● **What is expected**
From the line containing "Target: yellow and pink running shoe" to the end of the records below, both included, every line should be repeated exactly; pictures should be dropped.

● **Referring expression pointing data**
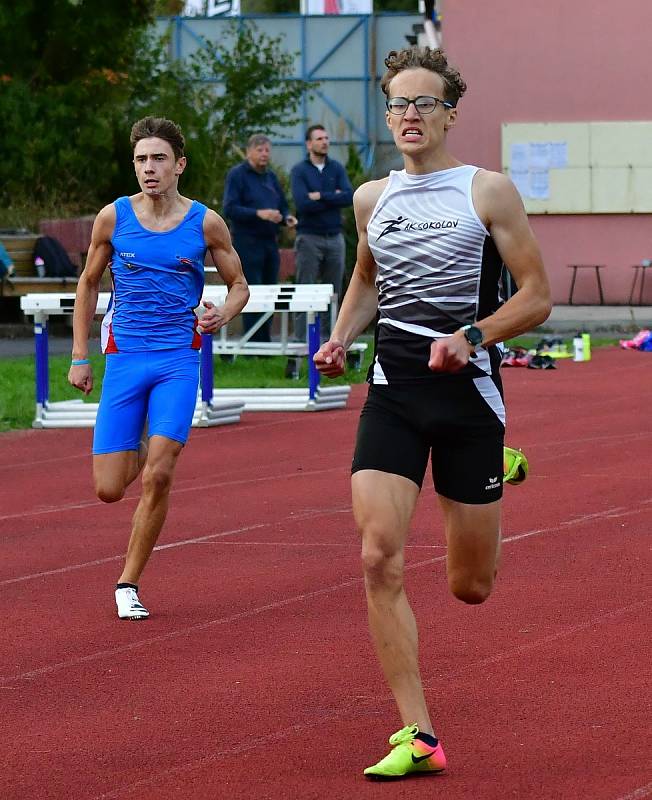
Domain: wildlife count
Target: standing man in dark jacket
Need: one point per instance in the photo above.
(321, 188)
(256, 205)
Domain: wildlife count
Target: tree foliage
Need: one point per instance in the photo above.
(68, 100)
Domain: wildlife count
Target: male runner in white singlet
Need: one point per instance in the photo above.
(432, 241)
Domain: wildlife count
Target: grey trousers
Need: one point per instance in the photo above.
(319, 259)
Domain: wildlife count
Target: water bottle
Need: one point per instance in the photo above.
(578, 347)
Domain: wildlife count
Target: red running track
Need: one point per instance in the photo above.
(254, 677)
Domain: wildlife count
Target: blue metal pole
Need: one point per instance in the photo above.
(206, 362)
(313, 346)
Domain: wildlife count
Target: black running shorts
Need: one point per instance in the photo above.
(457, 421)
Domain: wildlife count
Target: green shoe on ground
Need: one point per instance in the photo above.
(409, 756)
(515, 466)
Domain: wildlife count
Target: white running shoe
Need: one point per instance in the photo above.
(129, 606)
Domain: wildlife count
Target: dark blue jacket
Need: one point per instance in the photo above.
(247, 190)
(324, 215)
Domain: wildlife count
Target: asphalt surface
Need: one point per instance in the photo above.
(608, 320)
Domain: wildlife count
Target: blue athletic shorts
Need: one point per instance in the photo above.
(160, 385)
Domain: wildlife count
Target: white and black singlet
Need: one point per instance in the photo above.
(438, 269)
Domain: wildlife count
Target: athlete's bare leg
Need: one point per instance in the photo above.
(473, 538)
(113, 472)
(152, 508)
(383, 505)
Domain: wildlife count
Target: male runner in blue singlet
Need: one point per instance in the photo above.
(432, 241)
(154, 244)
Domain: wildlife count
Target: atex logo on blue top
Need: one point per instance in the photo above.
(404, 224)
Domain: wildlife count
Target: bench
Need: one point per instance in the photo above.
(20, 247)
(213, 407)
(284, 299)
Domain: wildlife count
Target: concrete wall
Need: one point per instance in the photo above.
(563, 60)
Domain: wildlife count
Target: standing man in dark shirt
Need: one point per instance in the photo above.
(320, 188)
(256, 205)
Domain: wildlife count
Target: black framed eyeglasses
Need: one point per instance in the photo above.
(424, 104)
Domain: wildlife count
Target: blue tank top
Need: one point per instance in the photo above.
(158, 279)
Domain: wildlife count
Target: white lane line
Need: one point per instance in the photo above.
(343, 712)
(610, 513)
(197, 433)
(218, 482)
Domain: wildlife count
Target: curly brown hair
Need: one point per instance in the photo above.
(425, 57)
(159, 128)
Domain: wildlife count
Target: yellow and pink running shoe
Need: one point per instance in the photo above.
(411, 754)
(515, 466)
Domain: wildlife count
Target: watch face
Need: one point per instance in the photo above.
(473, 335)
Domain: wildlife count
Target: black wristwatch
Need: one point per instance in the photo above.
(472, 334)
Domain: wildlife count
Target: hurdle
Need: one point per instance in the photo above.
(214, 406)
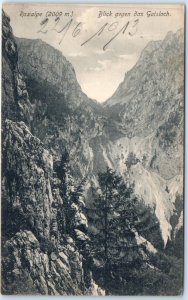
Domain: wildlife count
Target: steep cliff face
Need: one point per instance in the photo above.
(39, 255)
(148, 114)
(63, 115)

● **Written solution**
Target: yellow and pink running shoe
Need: one point per instance in the photo above.
(411, 754)
(515, 466)
Domain: wildlife count
Target: watch face
Need: one point per instance in the photo above.
(473, 335)
Domain: wildlife count
Target: black wristwatch
Need: one point per instance in the photo above.
(472, 334)
Domain: wildlife count
Target: hurdle
Need: one point per instance in the photo above.
(214, 406)
Domain: wildlife count
Target: steep cliff face
Need: one point per instance in the photo above.
(39, 255)
(148, 114)
(63, 115)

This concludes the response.